WHAT IS BEING ASKED
An exact reproduction of all the entries is what the answer must contain.
::: EXERCISE DATA
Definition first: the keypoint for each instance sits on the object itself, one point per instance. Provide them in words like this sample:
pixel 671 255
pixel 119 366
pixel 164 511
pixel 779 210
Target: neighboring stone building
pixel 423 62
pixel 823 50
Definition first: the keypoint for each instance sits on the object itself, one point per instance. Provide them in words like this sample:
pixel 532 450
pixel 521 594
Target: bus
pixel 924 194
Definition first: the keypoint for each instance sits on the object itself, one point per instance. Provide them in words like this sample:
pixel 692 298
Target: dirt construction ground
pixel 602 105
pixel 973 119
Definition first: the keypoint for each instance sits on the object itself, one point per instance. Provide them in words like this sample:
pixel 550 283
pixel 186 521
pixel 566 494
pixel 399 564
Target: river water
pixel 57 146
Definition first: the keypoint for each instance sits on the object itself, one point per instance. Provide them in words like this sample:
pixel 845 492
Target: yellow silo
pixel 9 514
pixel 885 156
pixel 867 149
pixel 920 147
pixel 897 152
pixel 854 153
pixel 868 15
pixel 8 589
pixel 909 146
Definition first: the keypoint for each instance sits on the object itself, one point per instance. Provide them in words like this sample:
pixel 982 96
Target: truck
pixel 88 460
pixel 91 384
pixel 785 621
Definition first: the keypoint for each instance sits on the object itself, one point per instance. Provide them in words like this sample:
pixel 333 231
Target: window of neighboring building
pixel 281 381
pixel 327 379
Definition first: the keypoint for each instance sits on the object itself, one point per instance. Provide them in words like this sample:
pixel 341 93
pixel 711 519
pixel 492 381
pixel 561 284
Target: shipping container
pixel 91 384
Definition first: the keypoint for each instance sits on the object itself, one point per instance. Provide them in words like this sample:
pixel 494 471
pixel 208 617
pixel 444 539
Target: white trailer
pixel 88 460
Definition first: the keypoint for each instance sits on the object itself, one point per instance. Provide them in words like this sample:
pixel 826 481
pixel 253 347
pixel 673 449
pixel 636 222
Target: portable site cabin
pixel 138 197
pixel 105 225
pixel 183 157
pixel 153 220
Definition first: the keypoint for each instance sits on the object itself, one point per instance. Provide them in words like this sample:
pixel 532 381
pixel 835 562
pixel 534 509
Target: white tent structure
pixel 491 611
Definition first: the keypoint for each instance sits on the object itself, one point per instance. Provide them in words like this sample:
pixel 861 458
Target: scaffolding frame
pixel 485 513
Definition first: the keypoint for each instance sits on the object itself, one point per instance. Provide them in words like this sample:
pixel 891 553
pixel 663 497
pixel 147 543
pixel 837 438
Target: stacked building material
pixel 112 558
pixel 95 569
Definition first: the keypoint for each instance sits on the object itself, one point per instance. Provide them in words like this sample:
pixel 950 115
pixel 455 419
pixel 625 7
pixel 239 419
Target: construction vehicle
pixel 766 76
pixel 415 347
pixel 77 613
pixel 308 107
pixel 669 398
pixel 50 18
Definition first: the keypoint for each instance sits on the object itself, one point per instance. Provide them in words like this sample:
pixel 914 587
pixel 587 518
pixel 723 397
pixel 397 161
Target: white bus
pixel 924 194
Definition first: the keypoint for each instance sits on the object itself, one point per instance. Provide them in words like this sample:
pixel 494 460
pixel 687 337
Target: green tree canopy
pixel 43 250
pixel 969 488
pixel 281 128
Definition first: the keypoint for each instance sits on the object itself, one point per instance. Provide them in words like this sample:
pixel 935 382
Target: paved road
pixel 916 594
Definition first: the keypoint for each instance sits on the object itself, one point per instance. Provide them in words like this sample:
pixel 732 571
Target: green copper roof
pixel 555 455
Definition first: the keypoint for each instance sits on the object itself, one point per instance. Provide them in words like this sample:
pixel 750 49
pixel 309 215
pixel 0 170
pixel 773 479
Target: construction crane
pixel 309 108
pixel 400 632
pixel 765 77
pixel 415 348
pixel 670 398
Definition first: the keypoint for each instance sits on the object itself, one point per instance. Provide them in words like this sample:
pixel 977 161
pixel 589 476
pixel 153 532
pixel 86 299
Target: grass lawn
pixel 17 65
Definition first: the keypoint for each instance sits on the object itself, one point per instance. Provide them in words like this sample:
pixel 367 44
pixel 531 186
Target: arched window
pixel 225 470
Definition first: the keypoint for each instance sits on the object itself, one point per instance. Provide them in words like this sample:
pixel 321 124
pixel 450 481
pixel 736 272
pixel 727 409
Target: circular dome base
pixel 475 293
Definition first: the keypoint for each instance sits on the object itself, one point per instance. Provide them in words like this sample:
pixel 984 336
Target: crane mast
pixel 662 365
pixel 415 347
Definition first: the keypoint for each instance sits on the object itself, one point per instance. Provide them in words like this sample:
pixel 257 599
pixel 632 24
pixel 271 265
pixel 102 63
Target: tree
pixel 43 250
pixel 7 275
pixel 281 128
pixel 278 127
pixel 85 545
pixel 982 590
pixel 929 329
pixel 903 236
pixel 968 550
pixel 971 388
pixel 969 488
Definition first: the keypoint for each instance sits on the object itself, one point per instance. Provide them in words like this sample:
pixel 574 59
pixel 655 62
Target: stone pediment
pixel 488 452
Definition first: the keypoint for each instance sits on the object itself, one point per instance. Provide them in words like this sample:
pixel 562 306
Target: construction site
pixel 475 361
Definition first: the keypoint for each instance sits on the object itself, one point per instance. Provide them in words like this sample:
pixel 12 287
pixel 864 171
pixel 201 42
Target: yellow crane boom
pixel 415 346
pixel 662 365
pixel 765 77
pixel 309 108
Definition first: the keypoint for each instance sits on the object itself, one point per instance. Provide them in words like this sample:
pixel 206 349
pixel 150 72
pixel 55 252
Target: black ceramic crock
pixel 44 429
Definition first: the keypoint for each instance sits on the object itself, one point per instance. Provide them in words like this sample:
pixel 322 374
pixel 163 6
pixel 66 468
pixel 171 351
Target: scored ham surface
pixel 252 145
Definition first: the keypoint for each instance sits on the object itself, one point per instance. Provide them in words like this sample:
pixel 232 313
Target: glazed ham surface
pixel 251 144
::::::
WRITTEN REPLY
Definition first: the keypoint for each instance sits on the object itself, one point per instance. Provide them in words like this sample:
pixel 671 255
pixel 119 366
pixel 164 511
pixel 779 210
Target: neighboring stone building
pixel 423 62
pixel 823 50
Definition first: the keypoint for each instance sits on the object itself, one point per instance. Provide them in words like this sample:
pixel 532 450
pixel 521 594
Target: bus
pixel 924 194
Definition first: the keypoint for each instance sits on the object itself, one point per instance. Provide them in words like this sample:
pixel 692 298
Target: dirt construction ground
pixel 602 105
pixel 973 119
Definition first: the keypoint for each instance sits on the object itself, one point per instance. Provide them in words like this sample:
pixel 550 283
pixel 186 521
pixel 566 494
pixel 399 564
Target: river water
pixel 57 146
Definition first: the keypoint for each instance sits on the object itself, one point per instance. Provide them in words like this sample:
pixel 845 492
Target: yellow silo
pixel 9 514
pixel 885 156
pixel 867 149
pixel 920 147
pixel 897 152
pixel 854 153
pixel 868 15
pixel 8 589
pixel 909 146
Definition first: the keypoint for each instance sits on the object itself, one point per instance. Provide them in words like this sample:
pixel 982 96
Target: truck
pixel 88 460
pixel 91 384
pixel 785 621
Definition first: the keypoint for each instance sits on the object itself, one point per instance. Provide them in words like this sample:
pixel 333 231
Target: window of neighboring building
pixel 281 381
pixel 327 379
Definition first: the keypoint for each instance sits on the object itself, one point per instance. Provide them in words like this sample:
pixel 341 93
pixel 711 519
pixel 492 381
pixel 561 284
Target: shipping container
pixel 91 384
Definition first: the keypoint for each instance sits on the object itself, one point per instance. Provide them in words like this sample:
pixel 494 471
pixel 208 617
pixel 444 539
Target: white trailer
pixel 88 460
Definition first: the keypoint for each instance sits on the object itself, one point per instance. Provide them in words like this sample:
pixel 826 481
pixel 253 347
pixel 673 449
pixel 636 222
Target: portable site cabin
pixel 138 197
pixel 105 225
pixel 183 157
pixel 153 220
Definition first: the keypoint for each instance sits on the object itself, one point per instance. Provide them in words like this sample:
pixel 532 381
pixel 835 562
pixel 534 509
Target: white tent structure
pixel 491 611
Definition first: the keypoint for each instance sits on the object itself, one point per instance. Provide them in words like this sample:
pixel 861 458
Target: scaffolding frame
pixel 485 513
Definition first: the keypoint for each instance sits on the object itself, one point per instance. Provide them in words like this sample:
pixel 891 553
pixel 663 497
pixel 147 543
pixel 837 438
Target: stacked building material
pixel 112 558
pixel 95 569
Definition first: the keypoint for each instance sits on the object itself, one point per instance. Provide them in words like this sample:
pixel 950 115
pixel 455 419
pixel 625 7
pixel 239 419
Target: construction vehicle
pixel 766 76
pixel 415 347
pixel 77 613
pixel 308 107
pixel 669 398
pixel 50 18
Definition first: the keypoint for each instance sits on the object itself, one point per instance. Provide them in words like this sample:
pixel 914 587
pixel 587 518
pixel 723 397
pixel 397 161
Target: white bus
pixel 924 194
Definition first: the keypoint for each instance sits on the object itself, one point per instance. Provide them in words like this sample:
pixel 494 460
pixel 687 337
Target: green tree canopy
pixel 43 250
pixel 969 488
pixel 281 128
Definition first: the keypoint for each instance sits on the object itself, one point per instance. Provide them in words like this sample:
pixel 935 382
Target: paved road
pixel 916 594
Definition first: the keypoint for each instance sits on the object itself, one point per instance. Provide them in words like this sample:
pixel 732 571
Target: green copper roof
pixel 555 455
Definition first: the keypoint for each instance sits on the object itself, one point per instance. Provide them in words like this sample:
pixel 750 49
pixel 309 215
pixel 0 170
pixel 773 479
Target: construction crane
pixel 309 108
pixel 400 632
pixel 765 77
pixel 415 348
pixel 670 398
Definition first: the keypoint for each instance sits on the object itself, one point per instance. Provide them in words like this sample:
pixel 977 161
pixel 589 476
pixel 153 532
pixel 86 299
Target: grass lawn
pixel 17 65
Definition first: the keypoint for each instance sits on the object itself, one point per instance. Provide them in words like this sample:
pixel 367 44
pixel 531 186
Target: arched window
pixel 225 470
Definition first: the keypoint for each instance sits on the object itself, one point per instance. Provide them in words like this sample:
pixel 321 124
pixel 450 481
pixel 736 272
pixel 727 409
Target: circular dome base
pixel 475 293
Definition first: the keypoint for each instance sits on the object itself, one point per instance. Provide them in words like this sample:
pixel 984 336
Target: crane mast
pixel 662 365
pixel 415 347
Definition first: the keypoint for each instance sits on the object itself, one point per instance. Provide them in words like this sample:
pixel 257 599
pixel 632 24
pixel 271 265
pixel 102 63
Target: tree
pixel 43 250
pixel 7 275
pixel 281 128
pixel 278 127
pixel 85 545
pixel 982 590
pixel 929 329
pixel 903 236
pixel 968 550
pixel 971 388
pixel 969 488
Definition first: the keypoint for each instance sits on the object itself, one point per instance. Provide them in words like this sample:
pixel 574 59
pixel 655 62
Target: stone pediment
pixel 488 452
Definition first: the keypoint for each instance sits on the object itself, one point per instance. Provide them in words like this sample:
pixel 562 306
Target: construction site
pixel 475 361
Definition first: the keypoint for each instance sits on the object itself, one point per instance. Provide them in words like this sample:
pixel 12 287
pixel 864 171
pixel 201 42
Target: yellow crane boom
pixel 415 346
pixel 662 365
pixel 765 77
pixel 309 108
Definition first: the keypoint for each instance sits on the object itself, one point per instance. Provide them in words like this sample:
pixel 206 349
pixel 150 72
pixel 55 252
Target: black ceramic crock
pixel 44 429
Definition first: the keypoint for each instance sits on the object itself, one point per instance. Provide them in words like this sample:
pixel 322 374
pixel 163 6
pixel 66 468
pixel 171 351
Target: scored ham surface
pixel 252 145
Definition first: the keypoint for each instance sits on the object itself, one point per instance. Provide them in words like this sample:
pixel 232 313
Target: glazed ham surface
pixel 251 144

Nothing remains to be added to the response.